Re: [ROOT] 2.25.03: anomalous TKey cycles in TFile for large TTrees

From: Fons Rademakers (Fons.Rademakers@cern.ch)
Date: Tue Nov 14 2000 - 18:58:30 MET


Hi Matt,

   use TDirectory::Purge() to get rid of any lower cycles in your file.
The gaps in the file are reused next time you add something to the file.

Cheers, Fons.


"Matthew D. Langston" wrote:
> 
> Hi Rene,
> 
> Thank you for your help, and for setting me straight about the AutoSave
> feature.
> 
> Wouldn't it make more sense for the AutoSave feature to treat the last
> TTree::Write in the same way as previous calls to TTree::Write?  In other
> words, if the last TTree::Write is successful, why keep around the previous
> cycle produced by the AutoSave mechanism?  That previous cycle is useless,
> and just takes up precious space if the last TTree::Write is successful.
> 
> Also, is there a convenient "purge" facility (ala VMS) to get rid of old
> cycles in a TFile?  Or, does one just have to iterate through the TKeys of
> the TFile by hand and delete the corresponding objects.  If the latter, then
> is it necessary to "defragment" the TFile after deleting old cycles, or does
> ROOT do this for us?
> 
> Regards, Matt
> 
> ----- Original Message -----
> From: "Rene Brun" <Rene.Brun@cern.ch>
> To: "Matthew D. Langston" <langston@SLAC.Stanford.EDU>
> Cc: "roottalk" <roottalk@pcroot.cern.ch>
> Sent: Monday, November 13, 2000 11:43 PM
> Subject: Re: [ROOT] 2.25.03: anomalous TKey cycles in TFile for large TTrees
> 
> > Hi Matt,
> > The behaviour you describe is normal. See URL:
> >     http://root.cern.ch/root/html225/TTree.html#TTree:AutoSave
> >
> > The default value for AutoSave is to save a copy of the Tree header
> > as soon as you have written 100 Mbytes (uncompressed) to the file.
> > When AutoSave is called, a new key is created with the current header.

**Raw records**.
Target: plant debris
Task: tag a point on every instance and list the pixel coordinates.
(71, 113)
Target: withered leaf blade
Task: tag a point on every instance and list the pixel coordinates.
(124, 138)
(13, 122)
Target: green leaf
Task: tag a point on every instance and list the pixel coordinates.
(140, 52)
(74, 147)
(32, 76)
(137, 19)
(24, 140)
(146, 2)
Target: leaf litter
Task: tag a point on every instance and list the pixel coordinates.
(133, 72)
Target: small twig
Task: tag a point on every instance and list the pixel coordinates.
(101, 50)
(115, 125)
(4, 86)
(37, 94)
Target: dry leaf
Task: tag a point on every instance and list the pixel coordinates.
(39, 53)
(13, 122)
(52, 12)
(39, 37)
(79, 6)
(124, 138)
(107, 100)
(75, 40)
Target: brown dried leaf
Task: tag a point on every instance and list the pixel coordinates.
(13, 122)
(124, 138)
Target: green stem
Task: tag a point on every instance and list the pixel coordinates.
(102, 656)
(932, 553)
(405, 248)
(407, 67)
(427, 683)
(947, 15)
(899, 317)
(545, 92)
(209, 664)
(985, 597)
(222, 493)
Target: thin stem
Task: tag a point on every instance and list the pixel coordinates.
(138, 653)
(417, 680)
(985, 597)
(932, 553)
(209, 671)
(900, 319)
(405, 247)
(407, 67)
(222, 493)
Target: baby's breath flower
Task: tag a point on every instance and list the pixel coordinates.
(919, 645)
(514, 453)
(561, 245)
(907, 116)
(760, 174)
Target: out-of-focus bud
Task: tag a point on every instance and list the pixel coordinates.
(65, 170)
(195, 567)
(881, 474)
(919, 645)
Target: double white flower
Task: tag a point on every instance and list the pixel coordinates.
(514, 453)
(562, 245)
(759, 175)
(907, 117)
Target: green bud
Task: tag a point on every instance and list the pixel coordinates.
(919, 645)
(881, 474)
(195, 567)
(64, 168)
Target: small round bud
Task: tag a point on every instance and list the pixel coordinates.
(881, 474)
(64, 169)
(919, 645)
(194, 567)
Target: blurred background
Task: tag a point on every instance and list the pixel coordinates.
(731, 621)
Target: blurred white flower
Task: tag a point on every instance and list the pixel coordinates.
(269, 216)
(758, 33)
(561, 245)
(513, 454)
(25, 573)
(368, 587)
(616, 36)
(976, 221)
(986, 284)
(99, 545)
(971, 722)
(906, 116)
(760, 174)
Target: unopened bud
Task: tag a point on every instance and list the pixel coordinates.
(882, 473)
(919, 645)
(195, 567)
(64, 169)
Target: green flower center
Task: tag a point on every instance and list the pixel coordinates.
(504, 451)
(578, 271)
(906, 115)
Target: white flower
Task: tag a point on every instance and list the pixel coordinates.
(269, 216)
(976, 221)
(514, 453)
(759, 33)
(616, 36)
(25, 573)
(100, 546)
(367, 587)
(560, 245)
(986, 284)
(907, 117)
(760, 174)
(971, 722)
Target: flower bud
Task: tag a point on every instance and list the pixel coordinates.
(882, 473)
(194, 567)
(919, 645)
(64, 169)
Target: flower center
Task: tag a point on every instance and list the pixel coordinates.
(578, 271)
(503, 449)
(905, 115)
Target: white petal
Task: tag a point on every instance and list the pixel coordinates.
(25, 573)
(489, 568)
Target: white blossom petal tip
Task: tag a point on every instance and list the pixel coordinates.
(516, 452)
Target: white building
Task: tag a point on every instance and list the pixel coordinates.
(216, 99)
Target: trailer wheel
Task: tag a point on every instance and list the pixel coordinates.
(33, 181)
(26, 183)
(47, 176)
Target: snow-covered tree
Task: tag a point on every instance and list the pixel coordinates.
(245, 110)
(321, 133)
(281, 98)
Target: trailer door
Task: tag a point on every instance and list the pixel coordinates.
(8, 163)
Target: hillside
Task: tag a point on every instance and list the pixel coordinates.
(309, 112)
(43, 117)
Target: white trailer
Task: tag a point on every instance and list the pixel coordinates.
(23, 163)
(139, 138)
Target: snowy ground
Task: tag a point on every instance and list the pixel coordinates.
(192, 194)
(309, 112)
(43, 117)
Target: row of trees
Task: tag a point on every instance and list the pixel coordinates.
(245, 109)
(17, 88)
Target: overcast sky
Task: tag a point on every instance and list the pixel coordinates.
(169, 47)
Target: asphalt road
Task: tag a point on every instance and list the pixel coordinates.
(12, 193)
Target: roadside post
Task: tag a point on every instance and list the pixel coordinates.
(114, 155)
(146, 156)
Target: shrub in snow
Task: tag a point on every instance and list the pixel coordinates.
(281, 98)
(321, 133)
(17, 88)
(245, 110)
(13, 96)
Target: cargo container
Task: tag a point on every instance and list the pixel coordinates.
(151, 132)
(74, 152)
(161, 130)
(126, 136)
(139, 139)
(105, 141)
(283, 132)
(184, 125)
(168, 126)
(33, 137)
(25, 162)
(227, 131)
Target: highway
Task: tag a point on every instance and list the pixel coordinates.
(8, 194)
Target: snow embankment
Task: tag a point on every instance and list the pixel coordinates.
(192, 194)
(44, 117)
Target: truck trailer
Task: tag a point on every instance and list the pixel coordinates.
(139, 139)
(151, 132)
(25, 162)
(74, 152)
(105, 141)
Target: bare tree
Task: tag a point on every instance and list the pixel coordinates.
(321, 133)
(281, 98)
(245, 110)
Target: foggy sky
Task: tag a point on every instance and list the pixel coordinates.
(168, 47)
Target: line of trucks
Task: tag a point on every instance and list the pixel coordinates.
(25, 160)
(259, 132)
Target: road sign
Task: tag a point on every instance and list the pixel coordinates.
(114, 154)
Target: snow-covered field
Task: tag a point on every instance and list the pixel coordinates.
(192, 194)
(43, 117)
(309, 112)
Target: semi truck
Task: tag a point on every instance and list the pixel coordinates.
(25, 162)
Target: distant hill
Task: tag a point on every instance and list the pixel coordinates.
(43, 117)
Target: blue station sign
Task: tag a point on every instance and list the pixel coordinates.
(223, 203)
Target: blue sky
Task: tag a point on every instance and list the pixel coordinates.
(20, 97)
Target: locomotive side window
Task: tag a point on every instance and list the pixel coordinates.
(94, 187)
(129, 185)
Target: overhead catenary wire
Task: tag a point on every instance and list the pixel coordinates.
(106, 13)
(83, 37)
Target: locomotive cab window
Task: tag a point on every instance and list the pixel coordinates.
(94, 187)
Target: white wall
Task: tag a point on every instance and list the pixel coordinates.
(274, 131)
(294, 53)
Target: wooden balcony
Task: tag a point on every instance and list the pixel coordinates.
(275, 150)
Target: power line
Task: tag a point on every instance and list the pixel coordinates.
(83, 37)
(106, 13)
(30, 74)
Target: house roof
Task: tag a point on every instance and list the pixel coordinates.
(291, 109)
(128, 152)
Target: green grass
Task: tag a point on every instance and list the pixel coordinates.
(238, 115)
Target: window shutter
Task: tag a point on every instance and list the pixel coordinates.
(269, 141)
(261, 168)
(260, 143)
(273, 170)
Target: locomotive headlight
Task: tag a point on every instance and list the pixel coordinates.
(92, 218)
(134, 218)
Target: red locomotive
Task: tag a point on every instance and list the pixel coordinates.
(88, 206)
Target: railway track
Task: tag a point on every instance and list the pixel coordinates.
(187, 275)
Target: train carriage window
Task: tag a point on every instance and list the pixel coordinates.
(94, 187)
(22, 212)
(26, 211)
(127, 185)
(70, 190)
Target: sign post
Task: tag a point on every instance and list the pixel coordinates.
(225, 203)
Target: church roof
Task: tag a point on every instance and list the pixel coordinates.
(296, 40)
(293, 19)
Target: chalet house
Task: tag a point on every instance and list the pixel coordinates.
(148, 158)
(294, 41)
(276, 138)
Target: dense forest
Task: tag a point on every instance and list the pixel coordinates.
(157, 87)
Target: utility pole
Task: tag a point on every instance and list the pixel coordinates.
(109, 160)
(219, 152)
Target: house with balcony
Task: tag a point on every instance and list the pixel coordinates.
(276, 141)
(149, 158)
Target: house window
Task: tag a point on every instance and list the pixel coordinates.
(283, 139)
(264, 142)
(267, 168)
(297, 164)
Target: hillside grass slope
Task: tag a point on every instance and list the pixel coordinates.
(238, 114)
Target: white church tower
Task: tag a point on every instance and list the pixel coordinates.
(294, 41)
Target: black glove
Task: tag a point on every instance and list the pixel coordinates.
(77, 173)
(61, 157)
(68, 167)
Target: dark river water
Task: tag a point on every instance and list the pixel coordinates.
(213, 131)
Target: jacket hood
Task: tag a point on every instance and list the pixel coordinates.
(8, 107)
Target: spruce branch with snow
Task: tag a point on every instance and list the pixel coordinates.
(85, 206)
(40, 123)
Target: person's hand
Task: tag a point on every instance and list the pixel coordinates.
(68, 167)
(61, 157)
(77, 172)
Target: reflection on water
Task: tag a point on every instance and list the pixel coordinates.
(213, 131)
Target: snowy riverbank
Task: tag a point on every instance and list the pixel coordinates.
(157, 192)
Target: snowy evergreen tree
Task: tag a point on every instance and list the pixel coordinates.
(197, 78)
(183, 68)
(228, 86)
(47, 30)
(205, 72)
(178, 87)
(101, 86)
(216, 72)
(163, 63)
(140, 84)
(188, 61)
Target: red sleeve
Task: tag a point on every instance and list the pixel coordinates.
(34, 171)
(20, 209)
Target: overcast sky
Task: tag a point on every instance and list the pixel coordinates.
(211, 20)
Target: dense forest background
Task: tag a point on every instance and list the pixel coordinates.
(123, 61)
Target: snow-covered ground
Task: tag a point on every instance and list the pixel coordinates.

**What is asked**.
1. Transcribe the part of the ROOT thread on TKey cycles starting with "From: Fons Rademakers" and going on through "in your file.".
2. In the ROOT thread on TKey cycles, which method does Fons recommend for removing lower cycles from the file?
3. Resume the ROOT thread on TKey cycles from where it stops.

**Expected results**.
1.
From: Fons Rademakers (Fons.Rademakers@cern.ch)
Date: Tue Nov 14 2000 - 18:58:30 MET


Hi Matt,

   use TDirectory::Purge() to get rid of any lower cycles in your file.

2. TDirectory::Purge()

3.
> > If the creation of the key is successful, the previous key is deleted.
> > At the end of the job, when you do tree.Write, a new key is
> > always created, keeping the previous cycle of the same key, if any.
> > You can use the option kOverwrite when calling the final tree.Write
> > if you want to keep one single key.
> >
> > The Autosave facility has been introduced against possible job crashes.
> > You can always recover data up to the last AutoSave.
> >
> > In case you loop yourself on the list of TKeys in a directory,
> > you have to take into account teh fact that one key may have more than
> > one cycle.
> >
> > Rene Brun
> >
> > Matthew D. Langston wrote:
> > >
> > > The problem concerns ROOT 2.25.03 under RedHat Linux 6.1 Intel, and is
> > > reproducible.
> > >
> > > I have come across an anomaly with TFile's containing large TTrees
> (where
> > > "large" means each TTree is anywhere from a few hundred MB to 1 GB
> > > uncompressed, and the total size of the TFile is about 1 GB compressed).
> > > The problem is that the ROOT I/O seems to be creating erroneous TKey
> cycles
> > > in the TFile.  Are my TFiles being created corrupt?  Or, are these extra
> > > TKey cycles just an artifact of the TTree creation and filling process?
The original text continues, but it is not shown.